ASSIGNMENT ▸ Please restate word for word, and with nothing added, the lines that run from the one holding "Place one keypoint on each instance of the shrub" to the end of the entries below.

[Saved data entries]

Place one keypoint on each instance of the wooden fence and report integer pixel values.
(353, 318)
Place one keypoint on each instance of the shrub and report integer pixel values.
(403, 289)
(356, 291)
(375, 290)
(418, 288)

OUTPUT FOR THIS TASK ▸
Place one keypoint on each instance of the shrub and report integer pixel values.
(403, 289)
(356, 291)
(375, 290)
(418, 288)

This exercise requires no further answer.